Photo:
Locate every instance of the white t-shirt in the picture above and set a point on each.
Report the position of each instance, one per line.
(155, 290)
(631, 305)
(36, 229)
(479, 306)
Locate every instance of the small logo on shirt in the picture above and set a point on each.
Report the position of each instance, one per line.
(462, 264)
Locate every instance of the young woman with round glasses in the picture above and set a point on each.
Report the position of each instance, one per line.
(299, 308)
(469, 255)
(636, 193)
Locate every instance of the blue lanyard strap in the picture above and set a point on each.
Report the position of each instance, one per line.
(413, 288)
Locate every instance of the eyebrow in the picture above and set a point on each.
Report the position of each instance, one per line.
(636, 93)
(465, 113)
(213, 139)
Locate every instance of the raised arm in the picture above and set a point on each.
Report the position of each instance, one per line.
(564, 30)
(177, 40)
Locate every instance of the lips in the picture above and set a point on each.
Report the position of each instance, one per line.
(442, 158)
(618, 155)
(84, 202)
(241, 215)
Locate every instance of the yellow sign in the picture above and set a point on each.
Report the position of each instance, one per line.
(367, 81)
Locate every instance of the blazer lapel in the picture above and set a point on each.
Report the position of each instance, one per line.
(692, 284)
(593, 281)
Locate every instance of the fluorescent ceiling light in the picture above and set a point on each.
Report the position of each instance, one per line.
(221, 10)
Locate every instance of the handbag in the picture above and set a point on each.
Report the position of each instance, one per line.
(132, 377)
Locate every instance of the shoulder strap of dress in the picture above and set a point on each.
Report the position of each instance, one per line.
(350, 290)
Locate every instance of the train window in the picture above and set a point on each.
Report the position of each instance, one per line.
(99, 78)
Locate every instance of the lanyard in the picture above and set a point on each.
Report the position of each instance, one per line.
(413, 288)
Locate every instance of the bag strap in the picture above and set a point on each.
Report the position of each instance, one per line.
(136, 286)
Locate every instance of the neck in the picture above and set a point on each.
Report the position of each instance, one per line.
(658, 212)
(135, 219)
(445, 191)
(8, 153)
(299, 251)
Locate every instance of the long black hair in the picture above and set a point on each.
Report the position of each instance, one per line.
◆ ◆ ◆ ◆
#### Problem statement:
Copy out each line of the entries above that holds "strap".

#### Exercise solution:
Locate every instance of the blue lanyard strap in the picture above and set a point on each.
Locate every instance of the shoulder strap of dress in the picture above and set a point on each.
Locate every instance of the bag strap in the picture above and set a point on each.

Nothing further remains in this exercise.